Directions for this task:
Within the entries below, find every line that has the string "green", then copy it.

[Referring expression data]
----

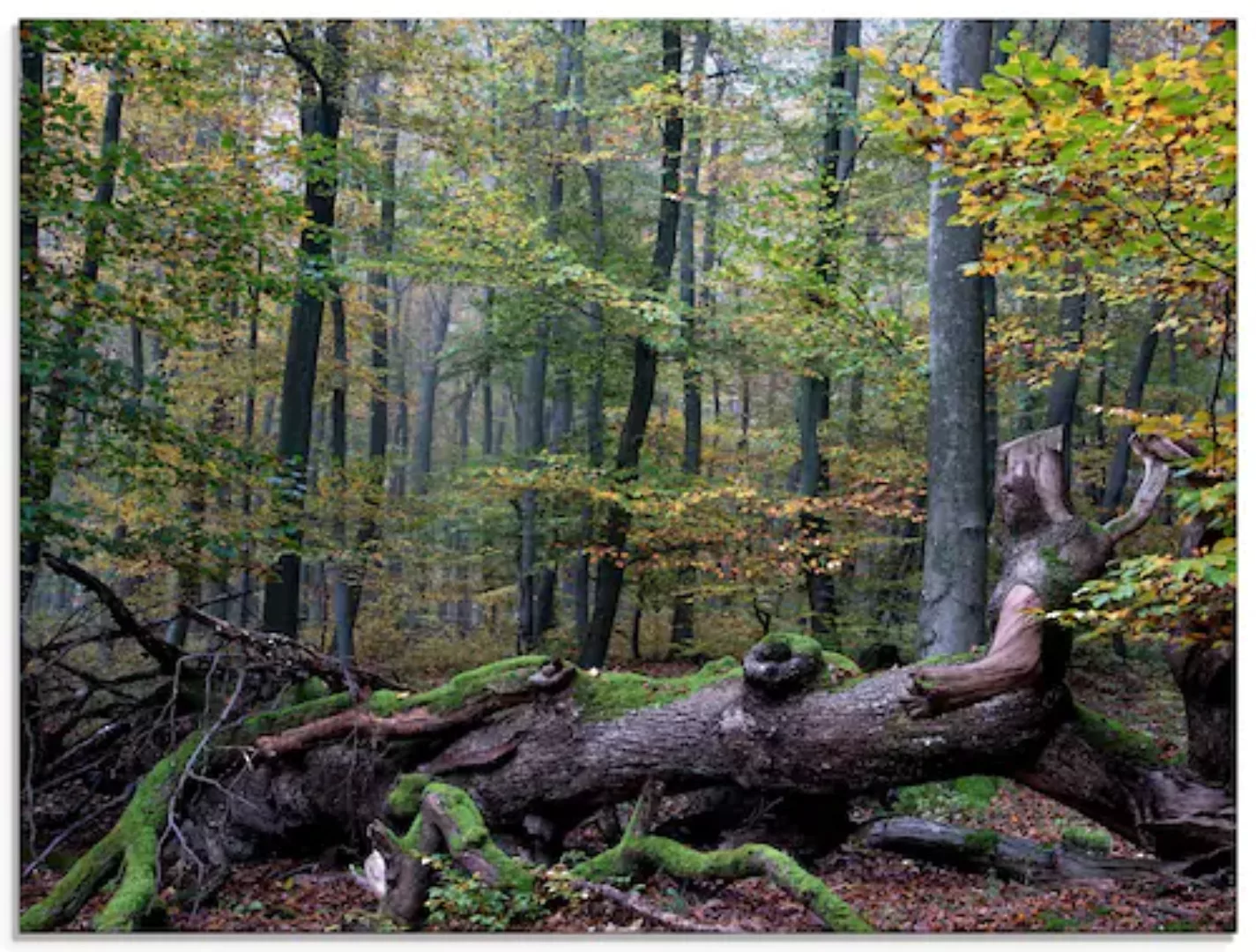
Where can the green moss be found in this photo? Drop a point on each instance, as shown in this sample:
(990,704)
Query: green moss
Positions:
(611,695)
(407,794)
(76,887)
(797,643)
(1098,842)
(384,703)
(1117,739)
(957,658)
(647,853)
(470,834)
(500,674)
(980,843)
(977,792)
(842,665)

----

The answer:
Where can the green moss be found in this photo? Drop a point on each instance, as shown in this sample:
Query: green moss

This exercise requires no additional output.